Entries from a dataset
------------------------------------------------------------------------
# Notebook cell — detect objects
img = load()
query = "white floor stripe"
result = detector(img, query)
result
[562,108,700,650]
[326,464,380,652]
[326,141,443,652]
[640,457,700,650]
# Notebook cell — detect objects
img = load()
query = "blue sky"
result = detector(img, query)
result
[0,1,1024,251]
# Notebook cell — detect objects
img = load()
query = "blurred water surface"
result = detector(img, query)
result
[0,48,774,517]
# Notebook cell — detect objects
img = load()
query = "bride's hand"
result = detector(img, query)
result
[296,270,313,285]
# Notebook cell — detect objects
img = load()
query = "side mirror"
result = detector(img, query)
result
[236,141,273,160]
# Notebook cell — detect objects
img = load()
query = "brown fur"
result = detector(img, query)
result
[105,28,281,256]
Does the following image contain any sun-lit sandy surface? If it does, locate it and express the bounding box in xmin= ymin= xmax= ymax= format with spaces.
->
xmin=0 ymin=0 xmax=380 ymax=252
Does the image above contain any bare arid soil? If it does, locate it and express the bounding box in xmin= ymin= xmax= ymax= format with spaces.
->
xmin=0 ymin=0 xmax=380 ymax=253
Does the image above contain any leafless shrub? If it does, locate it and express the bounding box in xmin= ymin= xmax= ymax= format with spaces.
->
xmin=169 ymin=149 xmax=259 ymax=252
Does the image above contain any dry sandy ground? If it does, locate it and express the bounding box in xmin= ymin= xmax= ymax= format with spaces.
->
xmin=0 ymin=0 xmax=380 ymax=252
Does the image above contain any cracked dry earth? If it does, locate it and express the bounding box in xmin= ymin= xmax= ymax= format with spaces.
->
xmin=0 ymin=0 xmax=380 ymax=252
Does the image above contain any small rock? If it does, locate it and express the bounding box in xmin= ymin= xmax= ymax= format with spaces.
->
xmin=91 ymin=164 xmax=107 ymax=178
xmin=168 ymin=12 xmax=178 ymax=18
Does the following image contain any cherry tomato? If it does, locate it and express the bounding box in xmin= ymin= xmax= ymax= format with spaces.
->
------------------------------------------------------------------------
__Task directions__
Starting at the line that has "Does the following image contain any cherry" and continuing through the end of the entries, write those lines out again with "cherry tomato" swapped for "green olive" and nothing else altered.

__Task answer__
Does the following image contain any green olive? If it does, locate it and express the bounding box in xmin= ymin= xmax= ymax= format with spaces.
->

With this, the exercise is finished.